→ **YOUR TASK**
Whenever a line in the data contains "paved", show that line.

[Items from a dataset]
+ + + + +

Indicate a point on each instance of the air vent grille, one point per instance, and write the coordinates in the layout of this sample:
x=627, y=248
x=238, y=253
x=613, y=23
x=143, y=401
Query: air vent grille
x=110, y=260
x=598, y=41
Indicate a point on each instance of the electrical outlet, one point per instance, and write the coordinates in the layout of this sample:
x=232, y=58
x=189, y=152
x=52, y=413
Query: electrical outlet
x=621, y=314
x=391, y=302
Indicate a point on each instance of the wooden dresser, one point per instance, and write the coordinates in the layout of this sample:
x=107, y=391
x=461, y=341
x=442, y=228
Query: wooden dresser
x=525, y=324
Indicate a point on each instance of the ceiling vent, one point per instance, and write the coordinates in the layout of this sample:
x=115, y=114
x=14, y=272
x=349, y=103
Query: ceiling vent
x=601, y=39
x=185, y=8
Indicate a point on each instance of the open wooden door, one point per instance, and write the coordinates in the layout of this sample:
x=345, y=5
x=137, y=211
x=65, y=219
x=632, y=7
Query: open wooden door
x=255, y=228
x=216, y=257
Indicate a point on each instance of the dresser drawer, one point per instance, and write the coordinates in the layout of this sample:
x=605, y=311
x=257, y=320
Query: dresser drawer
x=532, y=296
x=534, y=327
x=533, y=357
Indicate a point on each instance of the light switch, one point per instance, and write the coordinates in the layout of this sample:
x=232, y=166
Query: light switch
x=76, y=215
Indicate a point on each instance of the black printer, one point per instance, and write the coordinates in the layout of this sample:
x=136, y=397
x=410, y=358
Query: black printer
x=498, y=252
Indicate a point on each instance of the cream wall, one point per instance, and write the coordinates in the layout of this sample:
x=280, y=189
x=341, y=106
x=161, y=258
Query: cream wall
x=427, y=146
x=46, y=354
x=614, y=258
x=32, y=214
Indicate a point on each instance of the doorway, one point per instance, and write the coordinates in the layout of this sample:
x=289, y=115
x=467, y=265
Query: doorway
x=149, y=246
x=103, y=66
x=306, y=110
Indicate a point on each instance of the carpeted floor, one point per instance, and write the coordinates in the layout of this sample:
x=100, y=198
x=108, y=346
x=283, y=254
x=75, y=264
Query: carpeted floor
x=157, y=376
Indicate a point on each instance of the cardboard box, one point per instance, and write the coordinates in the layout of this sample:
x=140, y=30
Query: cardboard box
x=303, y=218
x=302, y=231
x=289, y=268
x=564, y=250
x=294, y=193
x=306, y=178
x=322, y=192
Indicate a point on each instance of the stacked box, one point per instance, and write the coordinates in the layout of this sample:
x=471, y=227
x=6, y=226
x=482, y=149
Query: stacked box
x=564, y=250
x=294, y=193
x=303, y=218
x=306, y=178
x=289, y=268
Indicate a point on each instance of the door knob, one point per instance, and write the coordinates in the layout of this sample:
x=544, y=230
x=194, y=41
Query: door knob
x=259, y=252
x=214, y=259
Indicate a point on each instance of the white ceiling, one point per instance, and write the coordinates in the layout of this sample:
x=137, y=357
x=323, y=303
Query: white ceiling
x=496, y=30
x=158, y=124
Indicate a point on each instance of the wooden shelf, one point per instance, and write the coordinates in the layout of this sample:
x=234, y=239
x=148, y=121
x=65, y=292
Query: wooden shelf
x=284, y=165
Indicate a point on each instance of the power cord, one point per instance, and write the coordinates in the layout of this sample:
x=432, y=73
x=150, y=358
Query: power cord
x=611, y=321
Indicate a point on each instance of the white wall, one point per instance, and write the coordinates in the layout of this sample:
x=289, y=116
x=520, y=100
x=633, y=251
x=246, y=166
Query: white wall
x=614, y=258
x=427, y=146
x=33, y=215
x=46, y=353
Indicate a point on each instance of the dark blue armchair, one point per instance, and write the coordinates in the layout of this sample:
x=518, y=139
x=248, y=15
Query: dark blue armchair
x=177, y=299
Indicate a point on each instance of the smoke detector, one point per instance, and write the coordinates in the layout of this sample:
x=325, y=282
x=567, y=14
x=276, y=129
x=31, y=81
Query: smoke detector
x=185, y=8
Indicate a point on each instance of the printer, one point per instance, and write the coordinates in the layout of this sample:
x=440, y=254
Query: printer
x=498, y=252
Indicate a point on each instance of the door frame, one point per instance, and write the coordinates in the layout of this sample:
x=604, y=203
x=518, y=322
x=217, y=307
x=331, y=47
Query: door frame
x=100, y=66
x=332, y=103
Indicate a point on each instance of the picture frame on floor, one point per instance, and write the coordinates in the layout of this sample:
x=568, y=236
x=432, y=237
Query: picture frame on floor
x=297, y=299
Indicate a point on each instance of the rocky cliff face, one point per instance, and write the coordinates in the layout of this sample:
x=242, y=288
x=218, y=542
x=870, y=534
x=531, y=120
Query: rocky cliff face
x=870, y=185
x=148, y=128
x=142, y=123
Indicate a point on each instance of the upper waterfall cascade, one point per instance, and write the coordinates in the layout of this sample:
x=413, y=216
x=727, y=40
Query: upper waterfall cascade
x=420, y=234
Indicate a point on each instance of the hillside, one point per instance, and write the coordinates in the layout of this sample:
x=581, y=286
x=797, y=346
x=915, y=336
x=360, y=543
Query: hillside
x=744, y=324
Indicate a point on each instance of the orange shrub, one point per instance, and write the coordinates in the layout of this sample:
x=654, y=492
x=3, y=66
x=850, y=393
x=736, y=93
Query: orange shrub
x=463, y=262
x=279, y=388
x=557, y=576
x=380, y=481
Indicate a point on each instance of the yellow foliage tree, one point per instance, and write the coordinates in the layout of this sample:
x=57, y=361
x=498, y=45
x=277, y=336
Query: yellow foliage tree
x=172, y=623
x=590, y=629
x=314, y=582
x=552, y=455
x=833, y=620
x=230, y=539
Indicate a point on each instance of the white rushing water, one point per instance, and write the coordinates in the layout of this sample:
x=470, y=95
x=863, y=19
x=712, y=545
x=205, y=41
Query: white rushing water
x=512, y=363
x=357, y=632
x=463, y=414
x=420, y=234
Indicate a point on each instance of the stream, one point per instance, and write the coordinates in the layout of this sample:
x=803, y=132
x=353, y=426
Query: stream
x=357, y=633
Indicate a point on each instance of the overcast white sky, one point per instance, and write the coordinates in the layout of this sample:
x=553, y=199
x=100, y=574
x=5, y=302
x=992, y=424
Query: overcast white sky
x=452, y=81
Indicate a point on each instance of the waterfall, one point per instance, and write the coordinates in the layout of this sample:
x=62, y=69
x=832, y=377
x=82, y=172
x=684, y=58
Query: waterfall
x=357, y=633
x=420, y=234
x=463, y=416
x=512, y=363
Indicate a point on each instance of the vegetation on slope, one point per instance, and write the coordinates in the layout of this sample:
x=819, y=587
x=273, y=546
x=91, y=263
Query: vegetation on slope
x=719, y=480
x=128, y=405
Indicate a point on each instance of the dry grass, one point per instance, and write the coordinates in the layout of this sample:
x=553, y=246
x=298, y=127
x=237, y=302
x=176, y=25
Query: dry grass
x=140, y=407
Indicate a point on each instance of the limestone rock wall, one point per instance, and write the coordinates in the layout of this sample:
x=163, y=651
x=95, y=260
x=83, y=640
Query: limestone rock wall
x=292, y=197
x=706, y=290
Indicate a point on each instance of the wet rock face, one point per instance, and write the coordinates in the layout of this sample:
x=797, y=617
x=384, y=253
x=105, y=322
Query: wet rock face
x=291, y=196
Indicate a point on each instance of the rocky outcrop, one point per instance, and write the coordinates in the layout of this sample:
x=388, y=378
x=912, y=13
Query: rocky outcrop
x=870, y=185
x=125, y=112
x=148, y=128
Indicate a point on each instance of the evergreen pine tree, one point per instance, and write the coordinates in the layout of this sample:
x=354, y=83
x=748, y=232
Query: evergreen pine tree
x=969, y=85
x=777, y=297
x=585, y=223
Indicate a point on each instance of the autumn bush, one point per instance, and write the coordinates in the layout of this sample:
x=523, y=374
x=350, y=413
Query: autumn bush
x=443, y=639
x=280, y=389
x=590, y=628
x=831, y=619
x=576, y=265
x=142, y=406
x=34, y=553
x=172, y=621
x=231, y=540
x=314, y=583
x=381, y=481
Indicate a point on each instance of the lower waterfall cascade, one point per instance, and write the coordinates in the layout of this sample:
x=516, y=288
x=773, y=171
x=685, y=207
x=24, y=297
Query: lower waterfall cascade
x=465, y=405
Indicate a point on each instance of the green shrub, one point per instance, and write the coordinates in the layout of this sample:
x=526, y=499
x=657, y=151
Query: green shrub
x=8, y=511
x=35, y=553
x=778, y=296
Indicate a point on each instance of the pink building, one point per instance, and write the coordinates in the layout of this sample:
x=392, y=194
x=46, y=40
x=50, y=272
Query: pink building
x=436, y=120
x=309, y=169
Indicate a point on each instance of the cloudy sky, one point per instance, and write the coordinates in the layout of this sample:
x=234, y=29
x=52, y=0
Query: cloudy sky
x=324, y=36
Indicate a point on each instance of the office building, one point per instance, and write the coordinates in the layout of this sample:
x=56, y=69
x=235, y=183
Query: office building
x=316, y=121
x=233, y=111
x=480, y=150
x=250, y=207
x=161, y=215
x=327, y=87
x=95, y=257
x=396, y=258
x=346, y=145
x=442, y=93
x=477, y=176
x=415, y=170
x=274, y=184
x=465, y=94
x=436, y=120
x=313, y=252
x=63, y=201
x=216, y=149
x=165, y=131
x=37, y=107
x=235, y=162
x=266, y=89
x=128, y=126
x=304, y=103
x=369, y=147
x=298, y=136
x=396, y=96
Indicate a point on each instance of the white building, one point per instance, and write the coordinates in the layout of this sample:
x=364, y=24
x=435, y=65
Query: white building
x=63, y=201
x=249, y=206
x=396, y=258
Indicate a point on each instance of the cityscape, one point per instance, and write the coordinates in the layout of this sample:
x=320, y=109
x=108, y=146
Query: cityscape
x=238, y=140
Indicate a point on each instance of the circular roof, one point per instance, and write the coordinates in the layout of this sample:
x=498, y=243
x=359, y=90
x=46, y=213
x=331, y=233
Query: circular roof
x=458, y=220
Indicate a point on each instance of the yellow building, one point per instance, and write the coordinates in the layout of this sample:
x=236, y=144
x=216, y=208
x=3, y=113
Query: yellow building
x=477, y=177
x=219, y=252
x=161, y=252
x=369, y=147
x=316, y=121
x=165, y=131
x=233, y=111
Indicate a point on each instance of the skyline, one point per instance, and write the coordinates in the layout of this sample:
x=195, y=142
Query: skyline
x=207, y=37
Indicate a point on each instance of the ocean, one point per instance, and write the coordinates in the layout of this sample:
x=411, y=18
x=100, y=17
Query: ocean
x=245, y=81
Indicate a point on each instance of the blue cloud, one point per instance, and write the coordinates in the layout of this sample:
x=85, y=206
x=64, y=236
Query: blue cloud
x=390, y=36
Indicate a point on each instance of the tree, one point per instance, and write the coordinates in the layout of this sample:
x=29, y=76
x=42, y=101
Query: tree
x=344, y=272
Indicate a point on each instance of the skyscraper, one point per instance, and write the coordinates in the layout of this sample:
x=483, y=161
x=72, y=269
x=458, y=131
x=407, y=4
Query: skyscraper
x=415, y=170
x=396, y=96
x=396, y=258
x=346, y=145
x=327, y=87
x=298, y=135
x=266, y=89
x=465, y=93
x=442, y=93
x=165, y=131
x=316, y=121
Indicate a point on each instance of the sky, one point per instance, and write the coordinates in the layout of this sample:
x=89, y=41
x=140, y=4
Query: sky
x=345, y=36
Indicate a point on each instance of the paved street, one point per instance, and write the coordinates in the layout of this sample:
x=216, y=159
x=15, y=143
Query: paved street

+ + + + +

→ **EXERCISE RESULT**
Indicate a point on each instance of the paved street, one point per instance, and write the coordinates in the layout of this sample:
Query: paved street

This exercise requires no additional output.